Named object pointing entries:
####################

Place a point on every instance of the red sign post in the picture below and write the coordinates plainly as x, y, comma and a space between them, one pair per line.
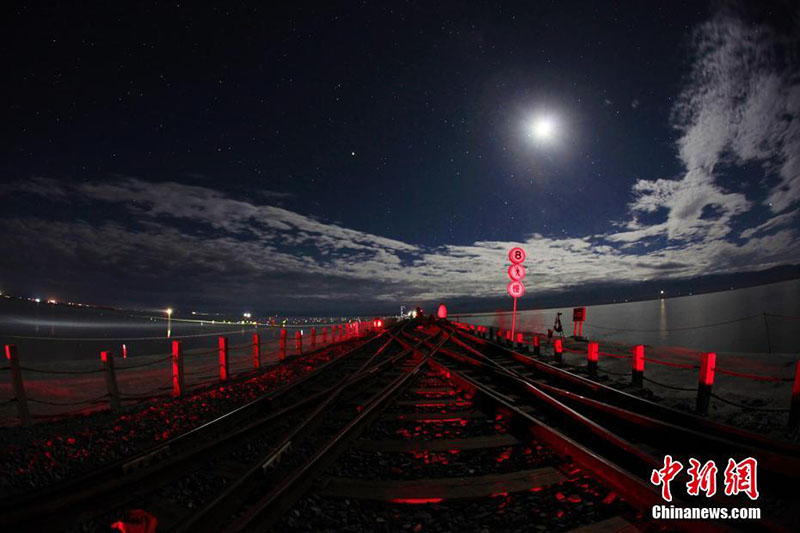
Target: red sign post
578, 318
515, 289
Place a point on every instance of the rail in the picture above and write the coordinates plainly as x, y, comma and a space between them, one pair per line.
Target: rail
181, 371
706, 367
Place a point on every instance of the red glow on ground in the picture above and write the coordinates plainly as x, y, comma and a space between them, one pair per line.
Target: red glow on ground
504, 456
638, 358
707, 368
594, 350
417, 501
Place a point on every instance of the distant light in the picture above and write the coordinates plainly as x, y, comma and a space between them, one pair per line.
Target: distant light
542, 128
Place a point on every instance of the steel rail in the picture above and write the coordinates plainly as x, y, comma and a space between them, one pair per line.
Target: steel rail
296, 484
208, 518
781, 465
633, 403
59, 498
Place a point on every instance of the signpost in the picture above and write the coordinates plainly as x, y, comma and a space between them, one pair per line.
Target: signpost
578, 318
515, 289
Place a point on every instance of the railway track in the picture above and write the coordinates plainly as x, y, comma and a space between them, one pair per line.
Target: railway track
195, 464
630, 432
442, 457
424, 427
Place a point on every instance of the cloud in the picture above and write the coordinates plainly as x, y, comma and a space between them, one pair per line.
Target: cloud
740, 105
161, 240
187, 238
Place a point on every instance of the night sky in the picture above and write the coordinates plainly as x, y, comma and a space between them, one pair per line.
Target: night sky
359, 156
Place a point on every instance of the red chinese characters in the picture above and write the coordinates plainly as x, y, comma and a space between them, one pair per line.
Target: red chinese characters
741, 477
702, 478
665, 475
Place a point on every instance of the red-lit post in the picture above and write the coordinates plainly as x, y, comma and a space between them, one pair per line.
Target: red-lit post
637, 366
111, 381
282, 352
177, 368
592, 355
256, 351
19, 388
223, 358
794, 409
707, 367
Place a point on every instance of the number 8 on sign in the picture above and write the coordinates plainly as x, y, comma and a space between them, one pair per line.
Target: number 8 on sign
515, 289
516, 272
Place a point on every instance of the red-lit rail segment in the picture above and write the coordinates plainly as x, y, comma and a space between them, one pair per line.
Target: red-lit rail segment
705, 369
629, 431
432, 424
175, 434
174, 373
439, 446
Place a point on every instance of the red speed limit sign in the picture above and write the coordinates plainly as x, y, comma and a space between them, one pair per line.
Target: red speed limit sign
515, 289
516, 272
516, 255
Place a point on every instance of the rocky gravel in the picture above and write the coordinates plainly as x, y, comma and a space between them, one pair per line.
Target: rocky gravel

####################

Do this:
Your task is to transcribe the line containing "Place a point on every instance of the red-lit post" and every line after it, through the last line of the data, exactly as written and with nothing more.

Output of the task:
Place a point on every instance of the red-lit post in the picture above and write the coordinates plainly as x, y, comma and a space between them, one pair per line.
Target: red-lit post
637, 366
111, 381
282, 352
177, 368
592, 355
256, 351
19, 388
223, 358
794, 409
707, 367
Place a point on every instance of the number 8 on sign in the picture above and write the coordinates plainly as x, y, comma and a space between them, one pair per line.
Target: number 8 on sign
515, 289
516, 272
Place a point on every instance of the red-lit rail segment in the picture above and write the coordinates plainly as x, y, comma and a space between them, one pair per line.
Target: red-lit rail segment
705, 369
629, 431
432, 424
175, 434
174, 373
439, 446
Place a point on every instance of the red speed limit sign in the picture above and write the coordinates plainly as x, y, comma and a space between them, one pair per line.
Target: red speed limit sign
515, 289
516, 272
516, 255
Place a point on every instance of the rocky gravel in the picture above and write the coordinates plainly as x, y, comma and a space between them, one pair per line.
Target: rocky gravel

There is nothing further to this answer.